Implement compute_cost_with_regularization() which computes the cost given by formula (2). To calculate $\sum\limits_k\sum\limits_j W_{k,j}^{[l]2}$ use np.sum(np.square(Wl))

Note that you have to do this for 𝑊[1], 𝑊[2] and 𝑊[3], then sum the three terms and multiply by $\frac{1}{m} \frac{\lambda}{2}$

# GRADED FUNCTION: compute_cost_with_regularization

def compute_cost_with_regularization(A3, Y, parameters, lambd):
    """
    Implement the cost function with L2 regularization. See formula (2) above.
    
    Arguments:
    A3 -- post-activation, output of forward propagation, of shape (output size, number of examples)
    Y -- "true" labels vector, of shape (output size, number of examples)
    parameters -- python dictionary containing parameters of the model
    
    Returns:
    cost - value of the regularized loss function (formula (2))
    """
    m = Y.shape[1]
    W1 = parameters["W1"]
    W2 = parameters["W2"]
    W3 = parameters["W3"]
    
    cross_entropy_cost = compute_cost(A3, Y) # This gives you the cross-entropy part of the cost
    
    #(≈ 1 lines of code)
    # L2_regularization_cost = 
    # YOUR CODE STARTS HERE
    L2_regularization_cost = 1/m * lambd/2 * (np.sum(np.square(W1))+np.sum(np.square(W2))+np.sum(np.square(W3))) #I don't understand the math
    
    # YOUR CODE ENDS HERE
    
    cost = cross_entropy_cost + L2_regularization_cost
    
    return cost

A3, t_Y, parameters = compute_cost_with_regularization_test_case()
cost = compute_cost_with_regularization(A3, t_Y, parameters, lambd=0.1)
print("cost = " + str(cost))

compute_cost_with_regularization_test(compute_cost_with_regularization)

Of course, because you changed the cost, you have to change backward propagation as well! All the gradients have to be computed with respect to this new cost.

Exercise 2 - backward_propagation_with_regularization

Implement the changes needed in backward propagation to take into account regularization. The changes only concern dW1, dW2 and dW3. For each, you have to add the regularization term's gradient $\frac{d}{dW} ( \frac{1}{2}\frac{\lambda}{m} W^2) = \frac{\lambda}{m} W$

# GRADED FUNCTION: backward_propagation_with_regularization

def backward_propagation_with_regularization(X, Y, cache, lambd):
    """
    Implements the backward propagation of our baseline model to which we added an L2 regularization.

[Position identification records]
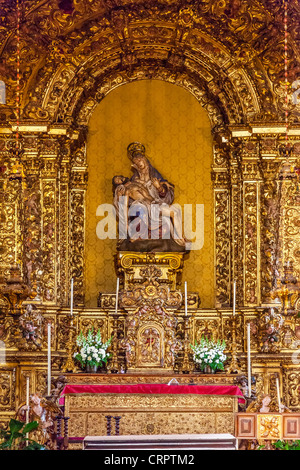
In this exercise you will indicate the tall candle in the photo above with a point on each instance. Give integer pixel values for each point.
(234, 296)
(27, 399)
(249, 360)
(49, 360)
(72, 295)
(27, 406)
(185, 297)
(278, 394)
(117, 295)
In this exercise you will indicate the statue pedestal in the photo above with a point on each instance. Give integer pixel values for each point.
(148, 302)
(133, 268)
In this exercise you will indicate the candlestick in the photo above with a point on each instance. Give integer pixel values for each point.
(117, 295)
(72, 295)
(249, 360)
(27, 400)
(278, 394)
(27, 407)
(234, 296)
(49, 360)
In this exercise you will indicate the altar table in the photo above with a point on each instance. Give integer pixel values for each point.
(146, 409)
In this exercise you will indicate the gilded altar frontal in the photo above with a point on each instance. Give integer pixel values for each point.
(150, 224)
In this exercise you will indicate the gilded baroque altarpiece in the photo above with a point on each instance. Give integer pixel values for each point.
(231, 62)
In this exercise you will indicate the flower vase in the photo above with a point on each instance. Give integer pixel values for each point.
(102, 369)
(208, 370)
(91, 369)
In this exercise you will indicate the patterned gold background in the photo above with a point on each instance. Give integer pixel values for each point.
(177, 134)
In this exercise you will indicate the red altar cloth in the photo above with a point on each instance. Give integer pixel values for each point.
(231, 390)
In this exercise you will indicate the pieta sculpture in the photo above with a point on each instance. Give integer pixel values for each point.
(148, 219)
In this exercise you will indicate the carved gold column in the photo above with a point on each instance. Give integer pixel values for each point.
(221, 187)
(78, 184)
(251, 231)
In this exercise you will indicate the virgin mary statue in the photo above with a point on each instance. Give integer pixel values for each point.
(148, 220)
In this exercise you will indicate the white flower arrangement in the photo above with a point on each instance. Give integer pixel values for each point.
(92, 352)
(209, 353)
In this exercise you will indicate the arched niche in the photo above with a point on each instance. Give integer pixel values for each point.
(176, 131)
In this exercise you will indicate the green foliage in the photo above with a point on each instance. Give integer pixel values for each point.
(14, 438)
(287, 445)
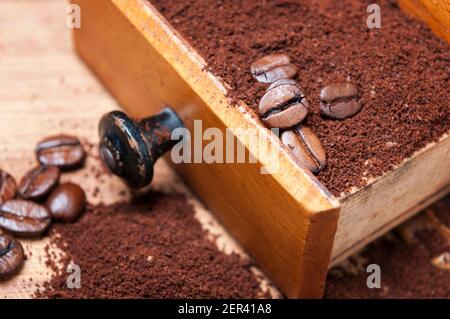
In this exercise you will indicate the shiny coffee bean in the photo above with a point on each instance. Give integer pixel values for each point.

» Exercises
1: In the regularization exercise, name each parameter in the definition line of compute_cost_with_regularization.
2: Locate every line in the entries containing the word "flower", and copy each of those lines.
The text and the entries have no connection to each other.

» Answers below
1: A3, Y, parameters, lambd

2:
In this exercise you will indicate the flower vase in the photo above with a point on each instance. Give integer pixel values for each point.
In this exercise you will indicate the white flower arrangement in the photo above with a point on each instance. Give integer pixel values for each point.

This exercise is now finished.